- [Source passage]
# # #
Message ID 20231009204259.875232-4-gregory.price@memverge.com
State New, archived
Headers show
Series mm: mempolicy: Multi-tier weighted interleaving | expand

Commit Message

Gregory Price Oct. 9, 2023, 8:42 p.m. UTC
The memory-tier subsystem implements interleave weighting
for tiers for the purpose of bandwidth optimization.  Each
tier may contain multiple numa nodes, and each tier may have
different weights in relation to each compute node ("from node").

The mempolicy MPOL_INTERLEAVE utilizes the memory-tier subsystem
functions to implement weighted tiering.  By default, since all
tiers default to a weight of 1, the original interleave behavior
is retained.

The mempolicy nodemask does not have to be inclusive of all nodes
in each respective memory tier, though this may lead to a more
complicated calculation in terms of how memory is distributed.

Examples

Weight settings:
echo 0:4 > memory_tier4/interleave_weight
echo 1:3 > memory_tier4/interleave_weight
echo 0:2 > memory_tier22/interleave_weight
echo 1:1 > memory_tier22/interleave_weight

Results:
Tier 1: Nodes(0,1), Weights(4,3) <- from nodes(0,1) respectively
Tier 2: Nodes(2,3), Weights(2,1) <- from nodes(0,1) respectively

Task A:
   cpunode:  0
   nodemask: [0,1]
   weights:  [4]
   allocation result: [0,0,1,1, repeat]
   Notice how weight is split between the nodes

Task B:
   cpunode:  0
   nodemask: [0,2]
   weights:  [4,2]
   allocation result: [0,0,0,0,2,2, repeat]
   Notice how weights are not split, each node
   has the entire weight of the respective tier applied

Task C:
   cpunode: 1
   nodemask: [1,3]
   weights:  [3,1]
   allocation result: [1,1,1,3, repeat]
   Notice the weights differ based on cpunode

Task D:
   cpunode: 0
   nodemask: [0,1,2]
   weights:  [4,2]
   allocation result: [0,0,1,1,2,2]
   Notice how tier1 splits the weight between nodes 0 and 1
   but tier 2 has the entire weight applied to node 2

Task E:
   cpunode:  1
   nodemask: [0,1]
   weights:  [3]
   allocation result: [0,0,1,1]
   Notice how the weight is aligned up to an effective 4, because
   weights are aligned to the number of nodes in the tier.
# # #
- [Dataset content]
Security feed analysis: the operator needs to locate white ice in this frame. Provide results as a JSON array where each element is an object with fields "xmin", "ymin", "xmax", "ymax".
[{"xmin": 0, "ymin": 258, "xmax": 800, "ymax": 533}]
# # #
- [What the task requires] In two sentences, summarize the commit message about multi-tier weighted interleaving.

- [Expected output] The memory-tier subsystem implements interleave weighting for tiers to optimize bandwidth: each tier may contain multiple NUMA nodes and may have different weights in relation to each compute node. The MPOL_INTERLEAVE mempolicy uses these subsystem functions to implement weighted tiering, and because all tiers default to a weight of 1, the original interleave behavior is retained.